Records for processing
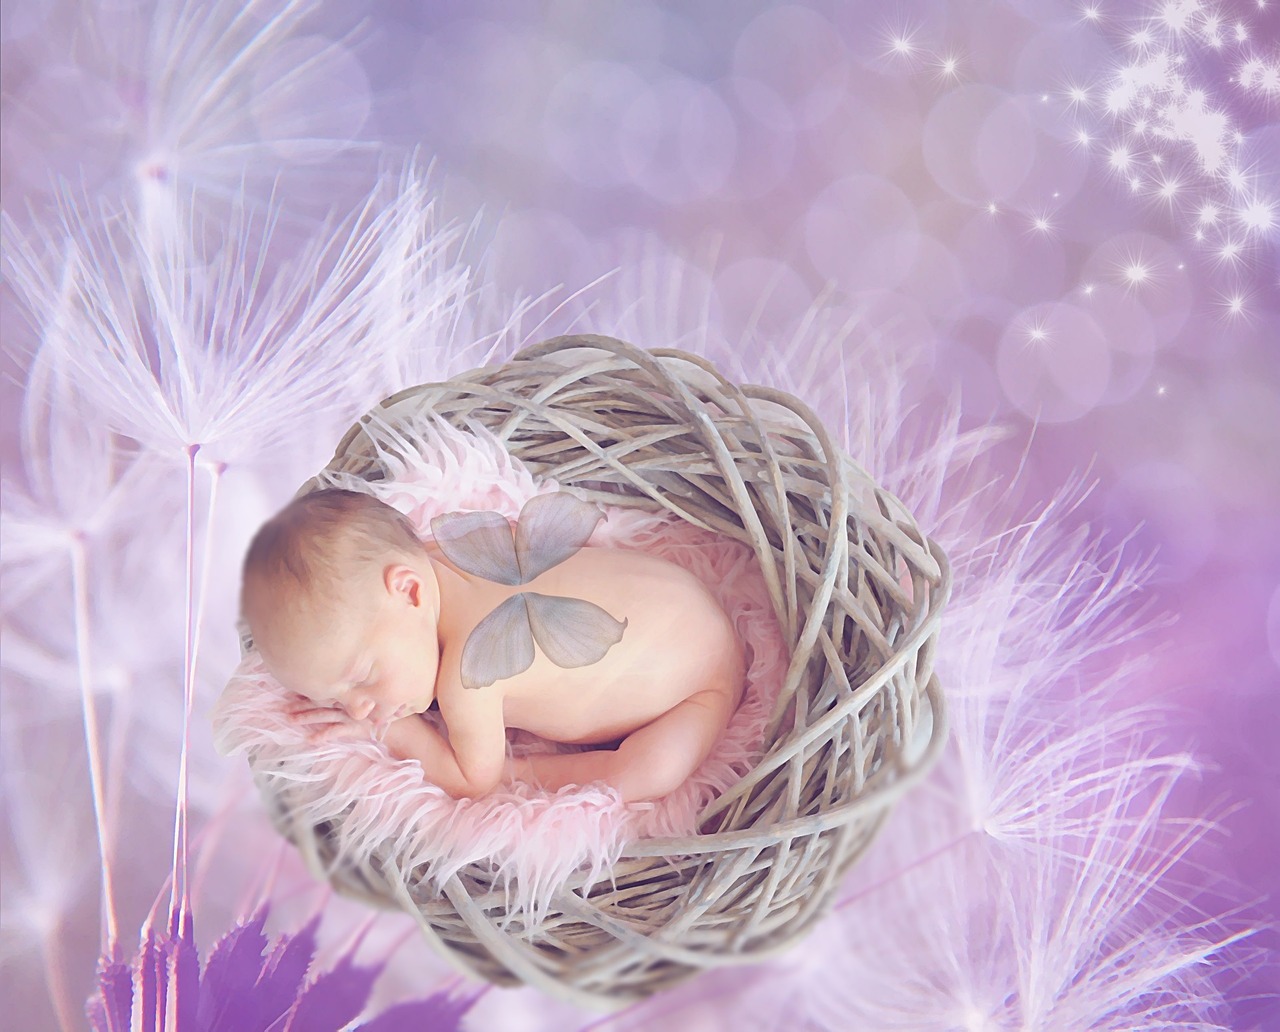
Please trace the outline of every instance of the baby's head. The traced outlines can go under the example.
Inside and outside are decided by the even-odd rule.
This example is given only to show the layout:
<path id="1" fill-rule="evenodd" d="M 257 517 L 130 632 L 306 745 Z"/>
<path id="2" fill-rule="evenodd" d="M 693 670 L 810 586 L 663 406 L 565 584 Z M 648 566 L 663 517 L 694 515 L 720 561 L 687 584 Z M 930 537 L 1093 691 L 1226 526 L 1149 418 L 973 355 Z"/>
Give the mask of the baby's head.
<path id="1" fill-rule="evenodd" d="M 272 675 L 385 723 L 435 696 L 440 589 L 413 526 L 357 491 L 296 498 L 249 545 L 241 609 Z"/>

Problem details
Find and copy each line above holding "example".

Solution to the exercise
Please trace the outline of every instance of the baby's head. The traced outlines can go under the example.
This example is given only to show the layout:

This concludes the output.